Problem details
Check each line of the entries below for the word "light", and copy the lines that have it.

[[ Source material, beginning ]]

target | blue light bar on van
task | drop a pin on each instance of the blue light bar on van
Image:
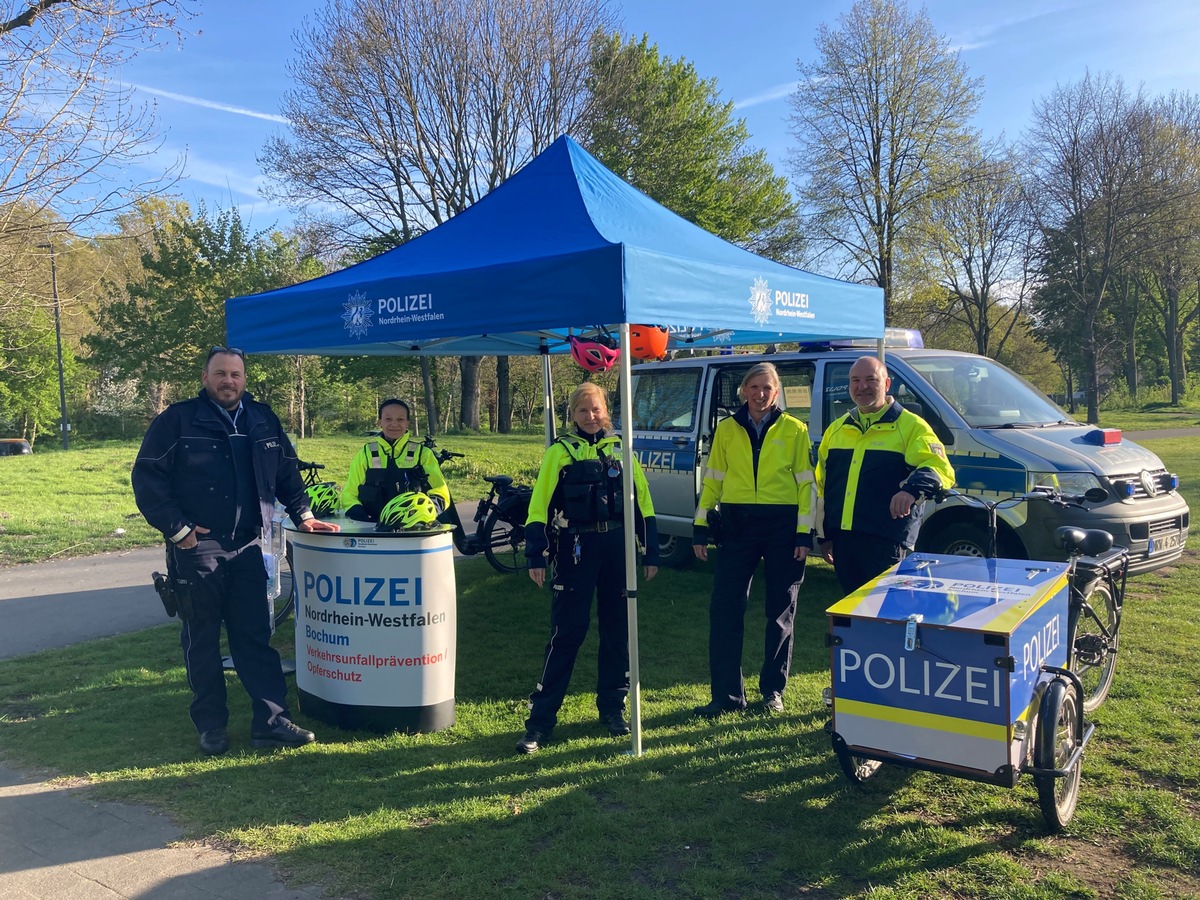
(893, 339)
(1103, 437)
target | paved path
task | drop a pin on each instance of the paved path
(58, 844)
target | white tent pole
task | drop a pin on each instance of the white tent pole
(627, 461)
(547, 383)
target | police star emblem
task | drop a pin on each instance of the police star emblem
(357, 316)
(760, 301)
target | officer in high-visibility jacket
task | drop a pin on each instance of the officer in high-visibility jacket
(390, 466)
(760, 471)
(575, 526)
(876, 466)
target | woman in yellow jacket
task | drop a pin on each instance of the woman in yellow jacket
(760, 472)
(391, 465)
(576, 526)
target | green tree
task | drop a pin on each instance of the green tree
(880, 119)
(159, 329)
(660, 126)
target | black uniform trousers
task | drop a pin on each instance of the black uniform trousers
(599, 568)
(229, 586)
(862, 556)
(753, 533)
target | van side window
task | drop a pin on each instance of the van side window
(795, 376)
(666, 400)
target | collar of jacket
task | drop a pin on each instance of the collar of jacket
(889, 415)
(743, 418)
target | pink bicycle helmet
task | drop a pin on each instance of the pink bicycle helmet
(595, 354)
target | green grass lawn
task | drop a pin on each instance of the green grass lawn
(57, 505)
(748, 807)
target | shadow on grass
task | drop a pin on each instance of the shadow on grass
(748, 805)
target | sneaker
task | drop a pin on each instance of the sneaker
(713, 711)
(616, 724)
(283, 735)
(532, 742)
(214, 742)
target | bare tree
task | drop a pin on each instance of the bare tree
(69, 127)
(406, 112)
(979, 239)
(1168, 269)
(876, 119)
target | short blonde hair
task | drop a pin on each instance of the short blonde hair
(759, 369)
(591, 390)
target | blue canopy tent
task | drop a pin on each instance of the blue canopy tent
(562, 247)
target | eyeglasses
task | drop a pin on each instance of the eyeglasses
(232, 351)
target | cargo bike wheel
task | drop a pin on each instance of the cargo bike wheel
(1057, 753)
(1095, 637)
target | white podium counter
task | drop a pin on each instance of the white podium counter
(376, 627)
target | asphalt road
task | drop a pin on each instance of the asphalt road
(58, 604)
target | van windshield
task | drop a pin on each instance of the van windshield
(665, 400)
(987, 394)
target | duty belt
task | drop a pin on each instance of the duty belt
(612, 526)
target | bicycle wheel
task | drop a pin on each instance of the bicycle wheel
(503, 543)
(1095, 636)
(287, 599)
(1057, 735)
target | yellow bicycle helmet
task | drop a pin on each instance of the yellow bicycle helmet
(411, 511)
(323, 498)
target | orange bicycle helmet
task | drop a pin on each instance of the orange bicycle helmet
(647, 342)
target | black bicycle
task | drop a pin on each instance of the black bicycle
(499, 519)
(1097, 582)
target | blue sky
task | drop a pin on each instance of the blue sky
(219, 94)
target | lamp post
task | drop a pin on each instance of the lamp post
(64, 426)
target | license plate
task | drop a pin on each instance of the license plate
(1167, 543)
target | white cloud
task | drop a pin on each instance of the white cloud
(210, 103)
(768, 96)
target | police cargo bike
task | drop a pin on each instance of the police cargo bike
(1002, 436)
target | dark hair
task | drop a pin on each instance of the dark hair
(231, 351)
(395, 402)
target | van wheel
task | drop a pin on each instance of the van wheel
(675, 551)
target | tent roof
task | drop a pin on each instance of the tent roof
(562, 246)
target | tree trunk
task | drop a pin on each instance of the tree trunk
(431, 397)
(1091, 367)
(469, 393)
(503, 396)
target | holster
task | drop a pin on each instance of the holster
(174, 592)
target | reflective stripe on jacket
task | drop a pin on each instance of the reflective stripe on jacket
(861, 469)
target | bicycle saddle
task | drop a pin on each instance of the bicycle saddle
(1091, 541)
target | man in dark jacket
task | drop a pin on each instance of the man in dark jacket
(876, 466)
(208, 475)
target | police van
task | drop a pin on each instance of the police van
(1002, 436)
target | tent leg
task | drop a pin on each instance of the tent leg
(627, 444)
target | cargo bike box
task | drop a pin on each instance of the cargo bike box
(943, 663)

[[ Source material, end ]]

Response below
target | blue light bar on van
task | drop a pin on each instance of the blue light bar on van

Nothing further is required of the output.